- _WHAT TO DO_
Repeat each of the following rows word for word, and leave the pictures out of your answer.

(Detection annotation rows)
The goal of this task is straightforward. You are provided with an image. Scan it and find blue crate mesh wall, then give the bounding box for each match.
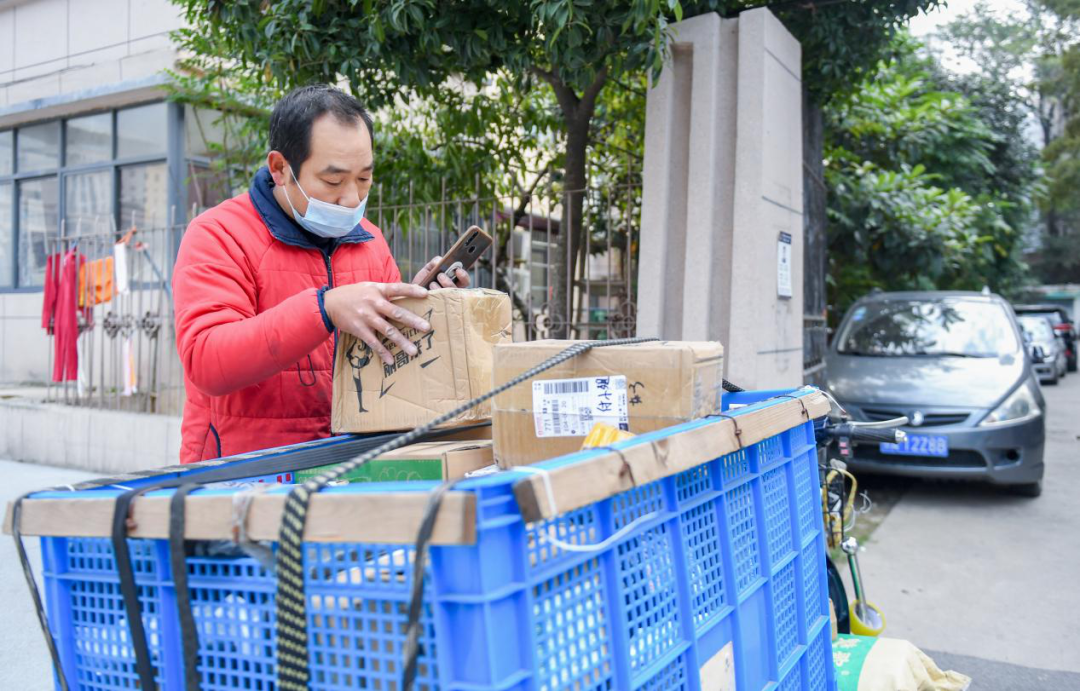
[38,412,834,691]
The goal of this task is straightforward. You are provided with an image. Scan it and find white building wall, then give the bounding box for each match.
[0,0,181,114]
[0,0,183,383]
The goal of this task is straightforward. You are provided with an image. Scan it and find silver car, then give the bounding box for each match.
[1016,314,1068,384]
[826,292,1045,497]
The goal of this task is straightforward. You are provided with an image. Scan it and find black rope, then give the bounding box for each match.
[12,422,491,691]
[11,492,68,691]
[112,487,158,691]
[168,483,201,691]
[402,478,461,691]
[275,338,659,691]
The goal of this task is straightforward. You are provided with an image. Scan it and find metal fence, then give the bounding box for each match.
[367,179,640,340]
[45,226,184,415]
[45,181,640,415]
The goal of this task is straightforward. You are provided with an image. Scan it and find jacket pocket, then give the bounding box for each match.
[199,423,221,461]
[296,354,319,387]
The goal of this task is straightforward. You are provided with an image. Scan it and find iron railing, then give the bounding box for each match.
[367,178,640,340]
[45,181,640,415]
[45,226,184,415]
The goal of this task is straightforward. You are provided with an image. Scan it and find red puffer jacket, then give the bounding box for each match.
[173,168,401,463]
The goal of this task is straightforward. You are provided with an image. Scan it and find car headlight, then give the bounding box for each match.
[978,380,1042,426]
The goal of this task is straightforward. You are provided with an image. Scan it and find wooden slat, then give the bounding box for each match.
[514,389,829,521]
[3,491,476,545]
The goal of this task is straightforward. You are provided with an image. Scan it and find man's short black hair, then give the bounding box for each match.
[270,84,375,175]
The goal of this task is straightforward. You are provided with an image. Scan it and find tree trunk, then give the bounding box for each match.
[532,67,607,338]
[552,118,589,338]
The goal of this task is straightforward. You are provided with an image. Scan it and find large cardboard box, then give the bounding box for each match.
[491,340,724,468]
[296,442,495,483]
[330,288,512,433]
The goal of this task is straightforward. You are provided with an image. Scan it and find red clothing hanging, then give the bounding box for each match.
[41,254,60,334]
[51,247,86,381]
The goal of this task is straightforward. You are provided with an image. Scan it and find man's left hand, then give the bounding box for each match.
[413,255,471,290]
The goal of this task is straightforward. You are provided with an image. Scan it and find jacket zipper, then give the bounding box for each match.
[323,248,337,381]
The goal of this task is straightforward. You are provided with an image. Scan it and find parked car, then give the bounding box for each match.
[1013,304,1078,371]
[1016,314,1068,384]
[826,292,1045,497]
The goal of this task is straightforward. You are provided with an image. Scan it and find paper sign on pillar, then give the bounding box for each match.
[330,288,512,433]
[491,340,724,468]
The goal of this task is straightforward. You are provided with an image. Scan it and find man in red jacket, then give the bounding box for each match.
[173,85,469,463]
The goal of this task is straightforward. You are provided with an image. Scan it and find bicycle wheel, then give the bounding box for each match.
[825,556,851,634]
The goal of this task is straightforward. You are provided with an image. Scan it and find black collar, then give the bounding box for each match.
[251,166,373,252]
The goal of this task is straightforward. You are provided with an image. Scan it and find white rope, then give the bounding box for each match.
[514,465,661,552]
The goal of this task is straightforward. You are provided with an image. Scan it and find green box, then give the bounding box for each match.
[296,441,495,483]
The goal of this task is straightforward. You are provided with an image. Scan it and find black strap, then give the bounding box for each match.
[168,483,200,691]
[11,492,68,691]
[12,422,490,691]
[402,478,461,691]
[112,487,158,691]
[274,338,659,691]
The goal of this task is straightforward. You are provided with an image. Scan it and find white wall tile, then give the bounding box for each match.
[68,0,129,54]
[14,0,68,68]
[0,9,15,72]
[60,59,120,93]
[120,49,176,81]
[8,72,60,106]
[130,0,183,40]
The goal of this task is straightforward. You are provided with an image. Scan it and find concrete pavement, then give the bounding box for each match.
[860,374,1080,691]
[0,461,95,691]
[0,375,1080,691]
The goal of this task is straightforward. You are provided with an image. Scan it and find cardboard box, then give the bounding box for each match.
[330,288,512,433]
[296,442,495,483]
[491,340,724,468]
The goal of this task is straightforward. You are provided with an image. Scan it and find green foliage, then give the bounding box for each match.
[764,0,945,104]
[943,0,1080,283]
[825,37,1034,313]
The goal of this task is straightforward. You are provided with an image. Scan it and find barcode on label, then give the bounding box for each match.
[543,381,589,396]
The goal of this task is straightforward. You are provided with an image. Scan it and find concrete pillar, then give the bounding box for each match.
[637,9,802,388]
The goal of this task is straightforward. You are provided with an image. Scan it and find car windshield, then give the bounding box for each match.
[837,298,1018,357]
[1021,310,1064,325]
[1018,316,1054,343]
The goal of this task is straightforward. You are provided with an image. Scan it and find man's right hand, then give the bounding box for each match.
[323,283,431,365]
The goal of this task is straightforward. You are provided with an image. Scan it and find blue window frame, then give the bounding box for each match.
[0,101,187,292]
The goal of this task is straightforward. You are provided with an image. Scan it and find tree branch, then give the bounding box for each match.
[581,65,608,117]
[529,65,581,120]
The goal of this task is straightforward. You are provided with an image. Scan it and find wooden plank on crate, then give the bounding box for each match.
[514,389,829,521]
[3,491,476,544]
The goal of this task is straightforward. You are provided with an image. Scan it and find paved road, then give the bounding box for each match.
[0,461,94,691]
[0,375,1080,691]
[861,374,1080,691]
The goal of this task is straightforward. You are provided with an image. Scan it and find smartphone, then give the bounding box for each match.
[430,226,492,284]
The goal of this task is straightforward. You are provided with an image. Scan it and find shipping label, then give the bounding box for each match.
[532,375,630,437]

- _SOLUTION TO THIS PROBLEM_
The goal of this task is straightforward. You are provided with an image. Scan it and find blue crate mesh wall, then give the bounding box for each match.
[38,412,834,691]
The goal of this task is straightforward. You are provided with an image. Scan it and find white building wall, then give the bounding box for each match.
[0,0,181,114]
[0,0,183,383]
The goal of this task is straightforward. You are provided with an image. Scan it and find silver car, then give the bounding box for each match.
[1016,314,1068,384]
[826,292,1045,497]
The goal of this task is straightforward. You are provided with an image. Scan it and find black rope, then give the bounding box for each match.
[12,422,491,691]
[11,492,68,691]
[112,487,158,691]
[168,483,201,691]
[402,478,461,691]
[275,338,659,691]
The goal of this task is straightforward. You are provided with an image. Scan it and find metal fence, then give the bounding box for each match.
[367,179,640,340]
[45,226,184,415]
[45,181,640,415]
The goal of this task is straightforward. You are provided with an image. Scan it and find jacket pocket, then give the bounding box for each match.
[199,423,221,461]
[296,354,319,387]
The goal of this task is straightforward. You are provided with an image. Scan it and find iron railing, then give the bounding box for each match.
[367,178,640,340]
[45,181,640,415]
[45,226,184,415]
The goal of this task is straightforward. You are provided with an image. Scan it and find red puffer jacket, then give the bounding box for each match.
[173,168,401,463]
The goal of this task is straightforward. You are provided with an image. Scan it and find car headlight, then give the bounding box for each match.
[978,380,1042,426]
The goal of this task is straightforward. You are provided with an image. Scan it and find wooden slat, then give the bounding box for each match.
[514,389,829,521]
[3,491,476,545]
The goal of this task is straightforward. You are provided with an image. Scan it and find man's short black hair, then give the bounding box for each match.
[270,84,375,175]
The goal of this task is straightforward. You are provided with an image. Scan it and find tree trunk, then give the bounding box for each match.
[532,67,607,338]
[552,118,589,338]
The goal of this task is straightforward. You are provided with an image. Scan it and find large cardboard box, then give the bounding box for each match.
[491,340,724,468]
[296,442,495,483]
[330,288,512,433]
The goal of this task is straightforward. You are provided with an image. Scan it and find red clothing hanging, then give the bounding box for each match.
[41,254,60,334]
[51,247,86,381]
The goal of this task is straightforward. You are provided with an image. Scan it and find man's left hand, then give the bounding box for each match.
[413,255,471,290]
The goal of this task is straightforward. You are provided with an image. Scan it and find jacket zipper, then give the bounding box for each match.
[323,248,337,381]
The goal of this task is straightforward. You are provided with an image. Scan it and find parked car, then give the bounding box for each match.
[1013,304,1078,371]
[1016,314,1068,384]
[826,292,1045,497]
The goal of this task is straightforward. You are provided with an image. Scan it and find paper sign on pillar, then give the bounding box for each match.
[330,288,512,433]
[491,340,724,468]
The goal of this task is straightforward. You are provided with an image. Scan it and find man in red jacket, then give the bounding box for each match.
[173,85,469,463]
The goal of this task is straightforward. You are provided with an image. Scan it and find bicycle wheel, then give the bounding box for each match.
[825,556,851,634]
The goal of this task is straightforward. You are provided with an image. Scan it and find black collar, then give the bounding box for each match.
[251,166,373,252]
The goal of this task is straightforward. You are provided with an image. Scan it and find white rope, then give the bounding box for each match.
[514,465,661,552]
The goal of this task is straightforward. You are provided with an image. Scan it and find green box, then give the bounding box for each match.
[296,441,495,483]
The goal of this task is straightforward. You are provided with an image. Scan it and find black strap, then give the bounding box for each match.
[168,483,200,691]
[11,492,68,691]
[12,422,490,691]
[402,478,461,691]
[112,487,158,691]
[274,338,659,691]
The goal of this task is straightforward. You are provided with an image. Scan it and find white wall tile, then give the bounding box for each match.
[68,0,129,54]
[14,0,68,68]
[0,9,15,72]
[60,59,120,93]
[120,49,176,81]
[8,72,60,106]
[130,0,183,40]
The goal of this task is straightforward. You are provided with an image. Scan it and find concrete pavement, then give the bounding box for each match.
[860,374,1080,691]
[0,461,95,691]
[0,375,1080,691]
The goal of this task is straightforward. You are provided with an image. Scan it and find cardboard box, then give the bounding box for each match.
[330,288,512,433]
[296,442,495,483]
[491,340,724,468]
The goal of this task is straightforward. You are provided with an image. Scan it and find green foliage, then give the bounding box for each match.
[764,0,945,104]
[943,0,1080,283]
[825,37,1034,313]
The goal of this task is straightforward. You are provided with an image. Scan it and find barcode on label, then give the bounding box for each match.
[543,381,589,396]
The goal of this task is straightforward. You are provided with an image. Scan it and find concrete pillar, then give the bounding box for each match.
[637,9,802,388]
The goal of this task is straightforward. You are provided with an image. Scan it and find car windshield, then give the bounding box for each match.
[837,298,1018,357]
[1021,310,1064,325]
[1018,316,1054,343]
The goal of this task is straightforward. You are provided with an image. Scan it and find man's right hand, then give the bounding box for each match.
[323,283,431,365]
The goal of this task is straightforward. You are provided with an image. Scan it and find blue window frame, then give the bounding box for each match.
[0,101,187,292]
The goal of this task is straightforward. You are provided with an image. Scan it and find tree branch, then give the bounding box for each match.
[581,65,608,117]
[529,65,581,120]
The goal of this task is straightforward. You are provided with an image. Scan it and find wooden plank on crate, then give the bounding box for each match.
[514,389,829,521]
[3,491,476,544]
The goal of this task is straightforward. You are provided with an image. Scan it and find paved road, then give the bounding box for each match.
[0,461,94,691]
[0,375,1080,691]
[861,374,1080,691]
The goal of this task is straightforward. You are provided with an image. Scan it and find smartphone, then give the bounding box for each match.
[430,226,492,284]
The goal of this task is straightforward. You are provided with an image. Scan it and find shipping label, then give the bounding box for each match.
[532,375,630,437]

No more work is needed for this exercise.